* [SOURCE PASSAGE]

>>>

Score Subnet

Repurposing a Speech Classifier for Guided Diffusion-Based Speech Generation

Repurposes a pretrained noise-conditioned speech classifier for diffusion-based speech generation with a lightweight decoder. This unifies classifier guidance and score modeling in one backbone, cutting parameters and compute while delivering high-quality conditional speech synthesis.

tts
speech-to-speech
low-latency

Authors: Rostislav Makarov, Timo Gerkmann

Categories: eess.AS, cs.AI, cs.LG

Comment: Accepted for publication in the Proceedings of Interspeech 2026

Published 2026-06-18 · Updated 2026-06-18

Links

Paper & demos

Abstract

Classifier guidance is a way to control diffusion generation by using a noise-conditioned classifier to steer the sampling process toward a target class. One drawback of classifier guidance is that it requires two separately trained models: a classifier and a diffusion model. We therefore study a more compact alternative in which a conventionally trained speech classifier is repurposed as the backbone for diffusion generation. Starting from a frozen noise-conditioned classifier in log-Mel space, we attach a lightweight subnetwork that reuses intermediate classifier representations and train only this subnetwork under a Denoising Score Matching objective. Our work shows that a pretrained classifier can be repurposed for conditional generation, providing an appealing bridge between discriminative modeling and conditional speech synthesis resulting in high speech quality within a single-backbone model, with reduced memory footprint and computational cost.

Introduction and problem setting

This paper studies whether a conventional noise-conditioned speech classifier can be repurposed as the backbone for diffusion-based speech generation in log-Mel space. The motivation is to reduce the cost of the standard classifier-guidance pipeline, which normally requires two separately trained models: a diffusion score model and a classifier that provides guidance gradients during sampling. The authors ask whether a pretrained classifier already contains enough information to support score prediction if it is paired with a lightweight generative adapter trained only on top of frozen classifier features.

<<<

* [DESCRIPTION OF THE TASK]
Repeat the page on repurposing a speech classifier from "Introduction and problem" up to and including "frozen classifier features.", switching "lightweight generative adapter" to "compact generative adapter".

* [DATA EXCERPTS]

>>>

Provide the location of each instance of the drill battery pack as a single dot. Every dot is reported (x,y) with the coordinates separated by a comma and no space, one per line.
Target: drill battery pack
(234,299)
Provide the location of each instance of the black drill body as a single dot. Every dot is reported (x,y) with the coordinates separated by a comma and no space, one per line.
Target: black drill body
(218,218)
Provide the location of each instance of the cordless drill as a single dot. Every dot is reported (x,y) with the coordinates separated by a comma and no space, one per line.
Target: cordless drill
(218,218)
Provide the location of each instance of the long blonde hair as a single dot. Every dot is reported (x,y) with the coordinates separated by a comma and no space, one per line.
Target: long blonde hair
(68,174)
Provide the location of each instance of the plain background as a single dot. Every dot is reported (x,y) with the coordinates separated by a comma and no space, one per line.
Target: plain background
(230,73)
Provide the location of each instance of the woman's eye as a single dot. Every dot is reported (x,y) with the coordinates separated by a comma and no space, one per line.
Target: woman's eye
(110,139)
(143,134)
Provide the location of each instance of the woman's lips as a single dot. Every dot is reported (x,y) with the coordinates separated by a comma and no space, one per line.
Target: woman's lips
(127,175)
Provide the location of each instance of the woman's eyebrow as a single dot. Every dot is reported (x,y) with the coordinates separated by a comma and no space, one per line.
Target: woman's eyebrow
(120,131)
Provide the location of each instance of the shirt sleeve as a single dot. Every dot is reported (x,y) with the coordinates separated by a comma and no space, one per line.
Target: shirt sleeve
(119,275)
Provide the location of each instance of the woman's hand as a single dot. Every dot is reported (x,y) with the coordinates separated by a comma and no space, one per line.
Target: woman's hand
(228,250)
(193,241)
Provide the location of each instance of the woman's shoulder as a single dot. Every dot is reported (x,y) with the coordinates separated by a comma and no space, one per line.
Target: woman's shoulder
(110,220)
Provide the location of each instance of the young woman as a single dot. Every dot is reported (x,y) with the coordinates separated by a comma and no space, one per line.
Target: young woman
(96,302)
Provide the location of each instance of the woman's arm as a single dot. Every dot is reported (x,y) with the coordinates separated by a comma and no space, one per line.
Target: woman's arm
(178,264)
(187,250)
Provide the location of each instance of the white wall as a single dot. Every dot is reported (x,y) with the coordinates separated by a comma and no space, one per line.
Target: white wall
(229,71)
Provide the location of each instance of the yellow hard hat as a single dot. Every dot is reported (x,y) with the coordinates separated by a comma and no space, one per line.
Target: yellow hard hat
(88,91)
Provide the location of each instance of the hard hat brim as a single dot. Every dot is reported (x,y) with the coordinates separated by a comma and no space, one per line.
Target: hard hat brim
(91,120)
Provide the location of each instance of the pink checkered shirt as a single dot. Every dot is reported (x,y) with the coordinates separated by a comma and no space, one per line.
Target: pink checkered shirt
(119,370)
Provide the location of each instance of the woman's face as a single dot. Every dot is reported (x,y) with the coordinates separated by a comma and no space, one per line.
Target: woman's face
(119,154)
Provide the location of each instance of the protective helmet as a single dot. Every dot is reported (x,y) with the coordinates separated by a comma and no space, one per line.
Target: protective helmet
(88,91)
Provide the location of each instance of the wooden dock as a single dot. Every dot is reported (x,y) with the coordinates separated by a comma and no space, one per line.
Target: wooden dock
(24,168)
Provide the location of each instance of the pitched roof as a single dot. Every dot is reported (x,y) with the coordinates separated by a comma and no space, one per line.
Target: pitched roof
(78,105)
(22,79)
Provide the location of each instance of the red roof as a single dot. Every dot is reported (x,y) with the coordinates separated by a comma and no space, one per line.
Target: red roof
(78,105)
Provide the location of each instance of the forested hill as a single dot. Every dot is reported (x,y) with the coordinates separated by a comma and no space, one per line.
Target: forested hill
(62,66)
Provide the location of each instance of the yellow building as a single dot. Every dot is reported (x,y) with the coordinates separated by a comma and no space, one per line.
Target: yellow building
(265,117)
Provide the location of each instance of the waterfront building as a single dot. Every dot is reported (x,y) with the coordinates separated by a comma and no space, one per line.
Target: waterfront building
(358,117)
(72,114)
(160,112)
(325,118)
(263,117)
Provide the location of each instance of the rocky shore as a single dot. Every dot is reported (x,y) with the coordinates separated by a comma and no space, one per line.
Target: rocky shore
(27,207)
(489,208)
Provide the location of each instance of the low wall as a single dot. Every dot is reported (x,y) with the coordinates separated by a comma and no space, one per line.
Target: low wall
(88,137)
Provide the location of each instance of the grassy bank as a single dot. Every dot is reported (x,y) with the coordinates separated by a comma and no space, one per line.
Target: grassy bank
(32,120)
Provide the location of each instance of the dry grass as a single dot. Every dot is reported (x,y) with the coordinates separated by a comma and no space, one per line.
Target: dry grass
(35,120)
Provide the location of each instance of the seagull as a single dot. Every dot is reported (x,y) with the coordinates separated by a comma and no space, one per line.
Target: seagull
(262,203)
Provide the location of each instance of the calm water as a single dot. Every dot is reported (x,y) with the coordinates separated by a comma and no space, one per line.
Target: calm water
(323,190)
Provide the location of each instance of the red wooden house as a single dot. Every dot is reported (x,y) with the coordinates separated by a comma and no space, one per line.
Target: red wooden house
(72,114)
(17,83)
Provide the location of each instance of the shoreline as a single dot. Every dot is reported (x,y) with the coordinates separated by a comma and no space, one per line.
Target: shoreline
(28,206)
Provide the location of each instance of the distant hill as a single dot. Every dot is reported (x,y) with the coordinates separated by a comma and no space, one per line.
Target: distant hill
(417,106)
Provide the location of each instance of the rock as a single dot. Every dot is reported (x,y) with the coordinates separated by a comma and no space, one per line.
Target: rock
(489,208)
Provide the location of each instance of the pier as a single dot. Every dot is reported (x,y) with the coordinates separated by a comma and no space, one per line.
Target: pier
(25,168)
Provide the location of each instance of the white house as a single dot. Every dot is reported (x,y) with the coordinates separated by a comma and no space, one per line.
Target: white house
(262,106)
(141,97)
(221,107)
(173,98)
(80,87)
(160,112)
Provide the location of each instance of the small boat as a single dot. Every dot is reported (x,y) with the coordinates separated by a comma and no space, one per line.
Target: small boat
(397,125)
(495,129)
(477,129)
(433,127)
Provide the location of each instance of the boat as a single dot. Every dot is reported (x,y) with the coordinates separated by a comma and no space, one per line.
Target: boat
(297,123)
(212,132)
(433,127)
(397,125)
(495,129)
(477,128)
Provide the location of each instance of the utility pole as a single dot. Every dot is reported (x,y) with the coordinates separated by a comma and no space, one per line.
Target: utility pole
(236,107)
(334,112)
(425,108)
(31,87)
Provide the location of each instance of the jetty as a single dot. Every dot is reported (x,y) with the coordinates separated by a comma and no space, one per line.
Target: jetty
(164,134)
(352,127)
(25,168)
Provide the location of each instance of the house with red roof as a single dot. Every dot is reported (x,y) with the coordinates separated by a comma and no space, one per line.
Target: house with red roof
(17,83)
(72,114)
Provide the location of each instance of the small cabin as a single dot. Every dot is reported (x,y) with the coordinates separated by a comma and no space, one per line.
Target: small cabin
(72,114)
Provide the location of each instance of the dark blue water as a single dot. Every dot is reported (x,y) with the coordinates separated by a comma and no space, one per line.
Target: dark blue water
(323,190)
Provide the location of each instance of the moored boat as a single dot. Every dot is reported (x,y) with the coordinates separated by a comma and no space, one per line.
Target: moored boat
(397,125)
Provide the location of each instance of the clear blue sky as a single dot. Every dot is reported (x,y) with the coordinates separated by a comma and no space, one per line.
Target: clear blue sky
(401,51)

<<<

* [OUTPUT FOR THIS TASK]
Introduction and problem setting

This paper studies whether a conventional noise-conditioned speech classifier can be repurposed as the backbone for diffusion-based speech generation in log-Mel space. The motivation is to reduce the cost of the standard classifier-guidance pipeline, which normally requires two separately trained models: a diffusion score model and a classifier that provides guidance gradients during sampling. The authors ask whether a pretrained classifier already contains enough information to support score prediction if it is paired with a compact generative adapter trained only on top of frozen classifier features.